# start of EXCERPT PROVIDED

CSotD: Trumpery
Skip to commentsThere’s a lot to like in this cartoon, starting with the dim lighting that counters the bold bragging about a golden age most people aren’t seeing, and the absolute normalness of the woman and child who walk past the shouting speech, getting on with lives that are neither wretched nor glorious.
We see the stories of people being beaten and dragged away, but most of us still have jobs to go to and kids to care for and dishes to wash and lives to live. For most people, the cost of living is a more immediate issue, unless they happen to know someone who was beaten in the street.
And unemployment is rising, but it’s still only 4.6% of the population: For the majority of people, it’s a problem that’s happening to someone else.
But how many times can we be told that the economy is doing well before we look into our own wallets and see that it isn’t? And even if we’re not unemployed, how often can we hear the president say the unemployment rate doesn’t matter before we raise questions?
Even if we believe the president’s rosy view of the economy, we’re about to hit a point that will impact a lot of people, when health insurance rates skyrocket. Granted, the people who rely on assistance to afford ACA coverage will feel it most, but it will hit everybody, because insurance rates are linked. Even those who get health insurance through their employers will see rates go up, if not next month, whenever current contracts renew.

# end of EXCERPT PROVIDED
# start of DATA LISTING

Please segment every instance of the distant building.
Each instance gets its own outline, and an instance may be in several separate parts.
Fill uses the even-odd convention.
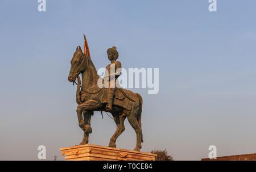
[[[256,161],[256,153],[217,157],[216,159],[203,158],[201,161]]]

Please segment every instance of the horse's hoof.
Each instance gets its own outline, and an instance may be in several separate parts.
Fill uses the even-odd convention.
[[[139,148],[135,148],[134,149],[133,149],[133,150],[140,152],[140,151],[139,151],[140,149],[139,149]]]
[[[79,144],[79,145],[86,145],[88,143],[88,141],[86,141],[85,140],[82,140],[81,142],[80,142],[80,143]]]
[[[85,143],[83,141],[80,142],[80,143],[79,144],[79,145],[85,145]]]
[[[117,148],[117,145],[115,144],[110,144],[109,145],[109,147],[115,148]]]
[[[91,133],[92,132],[92,127],[88,124],[85,125],[84,129],[84,131],[86,133]]]

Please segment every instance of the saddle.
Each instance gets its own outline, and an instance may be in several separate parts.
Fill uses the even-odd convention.
[[[108,103],[107,94],[107,88],[100,88],[96,85],[86,90],[81,90],[81,100],[84,102],[93,97],[97,96],[101,97],[100,100],[102,103]],[[137,95],[133,91],[122,88],[115,88],[113,104],[131,110],[131,102],[135,102],[138,99]]]

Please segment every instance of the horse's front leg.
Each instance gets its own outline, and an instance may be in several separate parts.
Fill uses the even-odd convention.
[[[80,143],[80,145],[84,145],[88,143],[89,141],[89,134],[92,132],[92,128],[90,127],[90,118],[92,115],[93,115],[93,111],[85,111],[83,112],[84,120],[85,121],[84,130],[84,138],[82,141]]]
[[[100,107],[100,103],[94,100],[89,100],[77,106],[76,112],[79,127],[84,131],[84,139],[80,144],[85,144],[88,142],[89,133],[92,132],[90,127],[90,117],[93,110]],[[84,119],[82,118],[82,112]]]

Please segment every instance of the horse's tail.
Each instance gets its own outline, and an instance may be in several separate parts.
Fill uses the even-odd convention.
[[[139,112],[137,114],[137,120],[138,120],[138,123],[139,123],[139,127],[141,127],[141,129],[142,130],[141,113],[142,112],[143,100],[142,100],[142,97],[141,96],[141,95],[139,95],[139,94],[136,93],[136,95],[138,96],[138,98],[139,98]],[[143,142],[142,131],[142,133],[141,133],[141,142]]]
[[[81,79],[79,75],[77,76],[77,87],[76,88],[76,103],[78,104],[82,103],[80,99],[80,88],[81,88]]]

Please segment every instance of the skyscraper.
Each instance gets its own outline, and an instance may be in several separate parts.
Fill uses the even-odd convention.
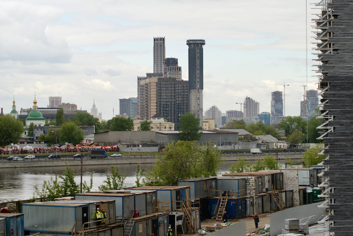
[[[274,118],[283,116],[283,98],[282,92],[271,92],[271,115]]]
[[[153,37],[153,73],[163,73],[166,59],[164,37]]]
[[[189,89],[190,90],[189,111],[200,119],[202,126],[202,91],[203,90],[203,40],[189,40]]]
[[[166,78],[176,78],[181,80],[181,67],[178,66],[178,58],[166,58],[164,62],[164,75]]]
[[[206,110],[205,119],[214,120],[216,128],[219,128],[222,125],[222,112],[215,105]]]
[[[260,111],[259,103],[247,96],[244,100],[244,117],[253,118],[257,116]]]
[[[353,231],[353,4],[347,0],[322,1],[316,6],[316,49],[318,61],[318,89],[322,109],[320,137],[325,178],[319,187],[326,199],[319,206],[327,216],[329,234],[349,235]],[[317,10],[318,11],[319,10]],[[321,154],[321,153],[320,153]]]

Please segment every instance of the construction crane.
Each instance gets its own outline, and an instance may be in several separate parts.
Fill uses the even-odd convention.
[[[289,86],[289,84],[286,84],[283,83],[283,84],[269,84],[269,85],[283,85],[283,115],[286,116],[286,86]]]
[[[298,86],[303,86],[304,87],[304,95],[303,95],[303,99],[304,102],[304,116],[306,117],[306,104],[305,104],[305,87],[306,85],[298,85]]]
[[[243,103],[242,102],[236,102],[235,104],[240,104],[240,111],[241,111],[241,107],[243,106]]]

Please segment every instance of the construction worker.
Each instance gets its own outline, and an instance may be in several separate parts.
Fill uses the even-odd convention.
[[[102,224],[104,224],[106,223],[106,218],[107,218],[107,213],[104,211],[104,210],[102,209],[102,218],[103,220],[102,221]]]
[[[173,235],[173,232],[172,231],[172,227],[170,226],[168,228],[168,230],[167,231],[167,236],[172,236]]]
[[[99,211],[99,208],[97,208],[97,211],[96,212],[96,218],[97,220],[100,220],[97,222],[97,225],[100,225],[101,222],[100,220],[102,219],[102,213]]]

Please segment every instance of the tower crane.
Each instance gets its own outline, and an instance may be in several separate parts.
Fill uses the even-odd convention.
[[[304,88],[304,95],[303,95],[303,99],[304,102],[304,115],[306,117],[306,104],[305,104],[305,87],[306,85],[298,85],[298,86],[303,86]]]
[[[241,111],[241,107],[243,106],[243,103],[242,102],[236,102],[235,104],[240,104],[240,111]]]
[[[283,115],[286,116],[286,86],[289,86],[289,84],[286,84],[283,83],[283,84],[269,84],[269,85],[283,85]]]

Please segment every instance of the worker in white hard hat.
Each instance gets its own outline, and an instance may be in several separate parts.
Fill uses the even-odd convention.
[[[167,231],[167,236],[172,236],[173,235],[173,232],[172,231],[172,227],[170,226],[168,228],[168,231]]]

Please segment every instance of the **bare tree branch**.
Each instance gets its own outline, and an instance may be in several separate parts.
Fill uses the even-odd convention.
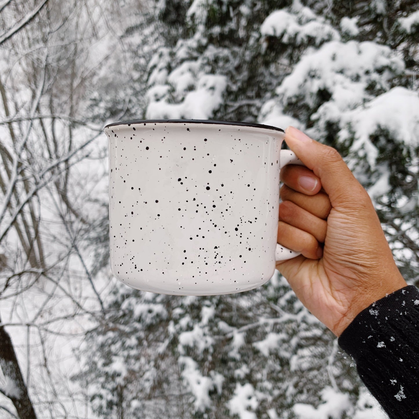
[[[32,105],[32,110],[31,111],[31,118],[33,118],[33,117],[35,115],[35,112],[36,111],[36,108],[38,107],[39,101],[41,100],[41,96],[42,95],[42,90],[44,89],[44,85],[45,80],[45,73],[46,72],[46,65],[47,62],[47,55],[46,55],[44,59],[44,69],[42,72],[42,82],[41,83],[39,83],[39,85],[38,89],[38,91],[36,93],[36,96],[35,98],[34,103]],[[19,160],[20,158],[22,152],[23,151],[23,150],[25,147],[25,145],[26,144],[26,142],[28,141],[28,139],[29,138],[29,134],[31,132],[31,129],[32,128],[33,121],[33,119],[30,119],[29,126],[28,127],[26,130],[26,134],[23,138],[21,144],[16,150],[16,154],[13,158],[13,168],[12,170],[12,177],[10,179],[8,187],[8,188],[7,192],[4,197],[4,200],[3,202],[3,207],[1,211],[0,211],[0,224],[1,223],[1,222],[4,217],[6,209],[9,205],[9,202],[10,201],[10,199],[12,196],[12,193],[13,192],[15,185],[17,180],[18,166],[19,163]],[[0,241],[1,241],[1,240],[0,239]]]
[[[62,119],[63,121],[68,121],[70,122],[78,124],[83,127],[85,127],[86,128],[88,128],[89,129],[91,129],[92,131],[98,131],[98,132],[101,132],[103,130],[103,129],[102,128],[98,128],[97,127],[93,127],[93,125],[89,125],[85,121],[82,121],[81,119],[78,119],[76,118],[72,118],[71,116],[69,116],[66,115],[40,115],[31,117],[31,119],[52,119],[53,118],[57,119]],[[21,116],[18,117],[14,116],[12,118],[10,118],[8,119],[4,119],[3,121],[0,121],[0,125],[10,124],[10,122],[17,122],[24,121],[28,121],[29,119],[29,117],[28,116]]]
[[[0,4],[0,13],[3,11],[3,9],[12,0],[4,0],[4,1]]]
[[[47,4],[48,0],[44,0],[44,1],[40,3],[30,13],[26,16],[23,21],[18,22],[14,26],[11,28],[8,31],[2,35],[0,35],[0,45],[3,42],[7,41],[8,39],[11,38],[15,34],[17,34],[22,28],[24,27],[38,14],[41,11],[42,8]],[[7,5],[6,3],[4,5]]]
[[[51,164],[50,164],[48,167],[43,171],[42,172],[39,176],[39,179],[42,179],[45,176],[45,175],[46,175],[50,171],[52,168],[59,164],[60,163],[64,161],[67,161],[70,159],[73,155],[74,155],[75,154],[76,154],[76,153],[90,144],[90,143],[97,138],[99,135],[99,134],[98,134],[93,138],[88,140],[88,141],[86,141],[82,145],[78,147],[72,153],[70,153],[70,154],[66,156],[65,157],[63,157],[62,158],[59,159],[58,160],[51,163]],[[8,232],[10,229],[10,228],[12,226],[13,223],[15,222],[15,220],[16,220],[19,213],[21,211],[22,211],[25,205],[26,205],[26,204],[31,199],[32,197],[34,196],[34,195],[35,195],[36,192],[53,180],[54,178],[54,176],[51,176],[49,178],[45,180],[44,182],[39,184],[35,186],[32,189],[32,190],[26,195],[25,199],[23,199],[23,200],[19,206],[16,208],[16,211],[15,211],[14,215],[12,217],[11,219],[9,221],[7,227],[5,229],[3,232],[1,234],[1,235],[0,235],[0,243],[1,243],[4,237],[6,234],[7,234]]]

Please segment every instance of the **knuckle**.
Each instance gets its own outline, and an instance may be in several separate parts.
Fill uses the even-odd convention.
[[[342,156],[336,148],[328,145],[325,146],[325,147],[323,152],[323,156],[325,158],[328,159],[332,163],[337,163],[342,160]]]

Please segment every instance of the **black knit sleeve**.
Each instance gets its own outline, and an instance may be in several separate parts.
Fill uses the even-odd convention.
[[[338,342],[391,419],[419,419],[419,291],[405,287],[373,303]]]

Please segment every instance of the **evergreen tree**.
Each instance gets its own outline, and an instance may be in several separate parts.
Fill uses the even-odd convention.
[[[417,9],[385,0],[160,0],[142,117],[292,124],[335,147],[417,286]],[[385,417],[334,336],[276,275],[215,297],[118,284],[85,350],[76,378],[103,417]]]

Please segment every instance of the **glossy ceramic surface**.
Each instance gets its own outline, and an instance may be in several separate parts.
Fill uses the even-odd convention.
[[[178,295],[245,291],[299,253],[277,243],[283,132],[256,124],[111,124],[111,262],[137,289]],[[280,160],[280,154],[282,159]]]

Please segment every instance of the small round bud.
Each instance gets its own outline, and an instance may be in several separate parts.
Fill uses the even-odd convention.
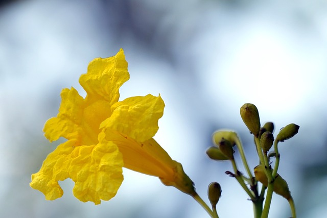
[[[208,186],[208,198],[213,207],[216,207],[221,196],[221,187],[219,183],[212,182]]]
[[[250,132],[258,137],[260,130],[260,118],[255,105],[250,103],[244,104],[241,107],[240,113]]]
[[[219,148],[214,146],[211,147],[207,149],[205,153],[208,156],[213,160],[225,160],[228,159],[228,158],[225,156]]]
[[[274,124],[272,122],[267,122],[265,124],[263,128],[266,129],[266,131],[272,133],[274,131]]]
[[[229,130],[219,130],[213,134],[213,141],[217,146],[221,139],[224,138],[231,143],[232,146],[236,144],[237,140],[239,141],[239,137],[236,133]]]
[[[299,128],[300,127],[296,124],[289,124],[281,130],[281,132],[277,135],[276,140],[278,141],[284,141],[292,138],[298,132]]]
[[[274,142],[274,135],[270,132],[266,131],[260,138],[260,146],[264,152],[267,153],[270,149]]]
[[[218,148],[221,151],[221,153],[229,160],[234,159],[234,150],[233,150],[231,143],[230,143],[229,141],[223,138],[219,142]]]

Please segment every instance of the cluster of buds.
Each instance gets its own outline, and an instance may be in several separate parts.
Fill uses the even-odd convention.
[[[265,192],[259,191],[257,185],[258,182],[259,181],[262,184],[265,189],[269,186],[269,184],[272,184],[270,188],[268,187],[267,192],[269,191],[272,192],[273,191],[276,193],[287,199],[290,202],[293,217],[295,217],[296,214],[294,202],[288,185],[286,181],[277,174],[280,158],[277,144],[279,142],[283,142],[295,135],[298,132],[299,126],[294,124],[289,124],[282,128],[275,138],[273,134],[274,130],[273,123],[267,122],[261,127],[259,113],[258,108],[254,105],[249,103],[244,104],[241,107],[240,112],[243,122],[251,134],[254,136],[256,151],[259,158],[260,164],[254,168],[254,176],[252,176],[247,164],[241,141],[235,131],[229,130],[221,130],[215,132],[213,135],[213,141],[215,146],[212,146],[206,150],[207,155],[213,160],[231,161],[235,174],[229,171],[227,172],[228,173],[227,174],[232,175],[233,177],[237,179],[238,182],[249,195],[253,204],[261,202],[260,203],[262,205],[261,208],[262,208],[262,204],[265,199]],[[240,155],[241,156],[243,165],[247,170],[248,177],[243,175],[237,168],[234,158],[234,149],[236,145],[237,146],[236,147],[239,150]],[[268,152],[271,149],[273,146],[274,146],[274,151],[271,151],[268,154]],[[270,159],[272,157],[276,158],[274,169],[270,165]],[[246,183],[248,184],[246,184]],[[214,191],[216,190],[215,188],[217,188],[218,190]],[[209,185],[208,191],[209,199],[212,204],[214,204],[215,206],[220,197],[221,191],[220,185],[218,183],[212,183]],[[209,193],[216,193],[209,195]],[[271,196],[271,195],[270,196]],[[213,198],[212,196],[215,196],[215,198]],[[267,217],[268,216],[267,211],[269,211],[269,207],[267,207],[267,208],[266,205],[270,205],[270,201],[269,201],[271,200],[271,197],[268,197],[267,193],[265,208],[262,211],[262,216],[260,214],[259,217]],[[267,204],[267,201],[268,204]],[[258,207],[260,208],[260,206],[259,206]]]

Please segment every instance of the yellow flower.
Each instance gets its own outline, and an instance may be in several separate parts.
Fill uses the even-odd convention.
[[[123,167],[158,177],[166,185],[194,195],[193,184],[181,164],[171,159],[152,138],[164,113],[160,96],[148,94],[118,101],[119,88],[129,79],[123,51],[96,58],[79,82],[84,99],[72,87],[61,92],[57,117],[44,125],[50,141],[67,139],[50,154],[40,171],[32,175],[31,187],[47,200],[60,198],[58,181],[70,178],[74,196],[96,204],[115,195]]]

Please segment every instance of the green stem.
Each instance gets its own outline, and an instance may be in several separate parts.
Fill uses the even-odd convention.
[[[279,155],[279,153],[278,151],[278,146],[277,146],[278,142],[278,141],[276,140],[275,140],[274,142],[274,150],[275,150],[275,153],[276,154],[276,161],[275,161],[275,166],[274,167],[274,170],[272,172],[273,178],[276,177],[276,176],[277,175],[277,171],[278,171],[278,167],[279,166],[279,159],[281,155]]]
[[[261,164],[264,164],[265,160],[264,160],[264,155],[262,153],[261,147],[260,147],[260,140],[255,136],[254,136],[254,143],[255,144],[255,147],[256,148],[256,152],[258,153],[258,155],[259,157],[259,160],[260,160],[260,163]]]
[[[262,211],[261,218],[267,218],[268,214],[269,213],[269,209],[270,208],[270,204],[271,203],[271,199],[272,199],[272,192],[274,189],[274,183],[270,182],[268,184],[268,189],[267,190],[267,195],[266,196],[266,201],[265,201],[265,206]]]
[[[202,198],[197,194],[197,193],[195,193],[195,194],[192,196],[193,198],[199,203],[201,206],[202,206],[203,208],[205,210],[205,211],[210,215],[210,216],[212,218],[219,218],[218,215],[217,213],[214,213],[210,208],[207,205],[207,204],[204,202],[204,201],[202,200]]]
[[[258,201],[253,203],[254,218],[261,217],[263,203],[263,200],[260,199],[258,199]]]
[[[253,201],[255,199],[255,197],[253,194],[251,192],[250,189],[249,189],[249,188],[245,184],[244,181],[242,178],[242,176],[240,175],[240,173],[237,169],[237,166],[236,166],[236,162],[235,162],[235,160],[233,159],[231,160],[231,164],[233,166],[234,172],[235,172],[235,178],[236,179],[237,181],[239,182],[239,183],[240,183],[240,185],[241,185],[243,189],[244,189],[246,193],[247,193],[247,194],[249,195],[249,197],[250,197],[250,198],[251,198],[251,200]]]
[[[246,161],[246,158],[245,158],[245,154],[244,153],[244,151],[243,150],[243,147],[242,146],[242,142],[240,140],[240,139],[238,138],[238,136],[235,138],[235,142],[236,143],[236,146],[237,147],[237,149],[239,150],[239,152],[240,153],[240,155],[241,156],[241,159],[242,159],[242,161],[243,163],[243,165],[244,167],[245,167],[245,170],[246,171],[249,177],[252,178],[253,176],[252,175],[252,173],[250,170],[250,168],[249,167],[249,165],[247,164],[247,161]],[[251,184],[251,185],[252,185]]]
[[[292,211],[292,218],[296,218],[295,205],[294,204],[294,201],[293,200],[293,198],[292,198],[292,197],[288,199],[288,203],[290,204],[290,207],[291,207],[291,210]]]
[[[212,207],[213,207],[213,212],[214,212],[214,214],[217,215],[216,217],[219,218],[219,217],[218,216],[218,214],[217,212],[217,209],[216,208],[216,206],[213,206]]]

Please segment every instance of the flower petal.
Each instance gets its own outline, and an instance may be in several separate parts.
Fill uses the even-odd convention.
[[[107,58],[96,58],[90,62],[87,73],[79,82],[88,95],[99,95],[112,105],[119,99],[119,88],[129,79],[127,62],[121,49],[117,54]]]
[[[123,156],[117,146],[99,134],[97,145],[75,147],[76,140],[60,144],[46,157],[40,171],[32,175],[31,187],[43,193],[46,200],[60,198],[63,191],[58,181],[71,178],[74,196],[96,204],[108,200],[123,182]]]
[[[77,139],[82,130],[79,128],[83,115],[84,100],[74,88],[65,88],[60,94],[61,104],[56,117],[46,121],[43,131],[51,142],[60,137],[67,139]]]
[[[61,96],[59,112],[45,123],[44,136],[50,141],[63,137],[80,145],[97,143],[100,124],[111,114],[110,103],[99,96],[84,100],[73,87],[63,89]]]
[[[84,202],[99,204],[101,199],[111,199],[123,182],[123,156],[115,144],[103,138],[104,134],[100,133],[96,146],[77,148],[74,153],[78,156],[69,168],[75,182],[74,195]]]
[[[144,141],[158,131],[158,120],[164,114],[164,107],[160,95],[129,98],[112,105],[112,114],[101,123],[100,128],[110,129],[136,141]]]
[[[32,174],[30,185],[41,191],[45,199],[52,200],[62,196],[63,191],[58,181],[64,180],[69,176],[68,160],[76,143],[76,140],[70,140],[59,145],[46,157],[40,171]]]

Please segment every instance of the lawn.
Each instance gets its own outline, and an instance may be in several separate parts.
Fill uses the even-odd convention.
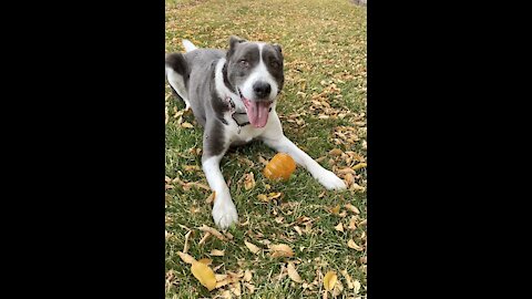
[[[262,171],[275,152],[252,143],[221,163],[239,223],[219,238],[207,233],[216,227],[201,171],[203,130],[166,86],[166,298],[366,298],[366,7],[166,0],[166,52],[183,51],[182,39],[227,48],[232,34],[283,47],[285,134],[349,189],[328,192],[300,167],[287,183],[269,182]],[[183,250],[215,270],[218,288],[200,283]],[[329,271],[337,282],[326,291]]]

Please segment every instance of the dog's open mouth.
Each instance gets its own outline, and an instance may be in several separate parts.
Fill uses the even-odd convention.
[[[273,101],[252,101],[246,99],[241,89],[238,89],[242,102],[246,106],[247,118],[249,123],[255,127],[264,127],[268,122],[269,106]]]

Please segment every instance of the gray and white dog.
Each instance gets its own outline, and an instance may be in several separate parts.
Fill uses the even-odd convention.
[[[327,189],[344,189],[344,181],[321,167],[284,134],[275,111],[283,89],[283,52],[278,44],[231,37],[229,50],[198,49],[183,40],[186,53],[166,54],[166,79],[204,127],[202,167],[216,192],[213,218],[223,229],[238,220],[235,204],[219,171],[229,146],[262,140],[289,154]]]

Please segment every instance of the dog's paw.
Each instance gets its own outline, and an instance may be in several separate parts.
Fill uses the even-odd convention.
[[[222,229],[228,228],[232,224],[238,221],[238,214],[236,213],[233,200],[226,199],[213,206],[214,223]]]
[[[346,183],[332,172],[324,169],[324,172],[317,177],[318,182],[324,185],[329,190],[341,190],[346,189]]]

# end of DATA LISTING

- _YOUR INSTRUCTIONS_
Retype the whole "CSotD: Trumpery" commentary above word for word, from its title to its final sentence.

- _ANSWER TO THIS EXERCISE_
CSotD: Trumpery
Skip to commentsThere’s a lot to like in this cartoon, starting with the dim lighting that counters the bold bragging about a golden age most people aren’t seeing, and the absolute normalness of the woman and child who walk past the shouting speech, getting on with lives that are neither wretched nor glorious.
We see the stories of people being beaten and dragged away, but most of us still have jobs to go to and kids to care for and dishes to wash and lives to live. For most people, the cost of living is a more immediate issue, unless they happen to know someone who was beaten in the street.
And unemployment is rising, but it’s still only 4.6% of the population: For the majority of people, it’s a problem that’s happening to someone else.
But how many times can we be told that the economy is doing well before we look into our own wallets and see that it isn’t? And even if we’re not unemployed, how often can we hear the president say the unemployment rate doesn’t matter before we raise questions?
Even if we believe the president’s rosy view of the economy, we’re about to hit a point that will impact a lot of people, when health insurance rates skyrocket. Granted, the people who rely on assistance to afford ACA coverage will feel it most, but it will hit everybody, because insurance rates are linked. Even those who get health insurance through their employers will see rates go up, if not next month, whenever current contracts renew.